**Exercise requirements:** Reproduce every record below exactly, without the pictures.
▼
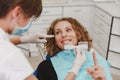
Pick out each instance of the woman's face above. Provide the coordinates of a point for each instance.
(64, 33)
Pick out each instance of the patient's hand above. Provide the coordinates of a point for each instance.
(96, 71)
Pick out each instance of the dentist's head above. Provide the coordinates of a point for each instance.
(15, 15)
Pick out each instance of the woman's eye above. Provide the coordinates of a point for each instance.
(58, 32)
(68, 30)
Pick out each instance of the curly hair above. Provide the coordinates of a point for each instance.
(81, 32)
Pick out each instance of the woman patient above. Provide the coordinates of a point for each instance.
(71, 64)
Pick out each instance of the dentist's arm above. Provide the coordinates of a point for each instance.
(96, 71)
(31, 38)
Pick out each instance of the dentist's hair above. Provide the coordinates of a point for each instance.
(29, 7)
(81, 32)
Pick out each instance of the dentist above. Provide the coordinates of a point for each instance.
(16, 17)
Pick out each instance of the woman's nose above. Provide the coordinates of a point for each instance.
(64, 34)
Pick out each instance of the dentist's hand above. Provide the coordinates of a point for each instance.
(79, 61)
(35, 38)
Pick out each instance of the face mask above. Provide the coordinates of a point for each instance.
(18, 30)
▲
**Exercise result:**
Pick out each instance of the woman's face above. Provide the coordinates of a point for each instance.
(64, 33)
Pick out each instance of the patient's hand above. Provide the coordinates of a point for each instance.
(96, 71)
Pick out each instance of the dentist's head above. Provide the coordinates of a point for each instance.
(15, 15)
Pick out each instance of the woman's eye above. Provide the coordinates of a point for each instance.
(58, 32)
(68, 30)
Pick out each instance of the curly hair above. Provide the coordinates of a point for each instance.
(81, 32)
Pick out each instance of the woman patient above. Provide the coordinates of a point for each instance.
(71, 64)
Pick out each instance of the dentist's arm above. Provide the coordinates of a point for each instance.
(96, 71)
(31, 38)
Pick out each instance of the dentist's hair above. Provide the coordinates of a point for each instance.
(29, 7)
(81, 32)
Pick out each instance of the dentist above. Provide the coordinates of a point for each instance.
(16, 17)
Pick out each instance of the woman's nose above. Provide the coordinates of a point for each instance.
(64, 34)
Pick out each instance of the dentist's hand above. Provide the coordinates of a point for each instance.
(79, 61)
(35, 38)
Pick out each instance of the face mask above. Provide the coordinates of a point for each instance.
(18, 30)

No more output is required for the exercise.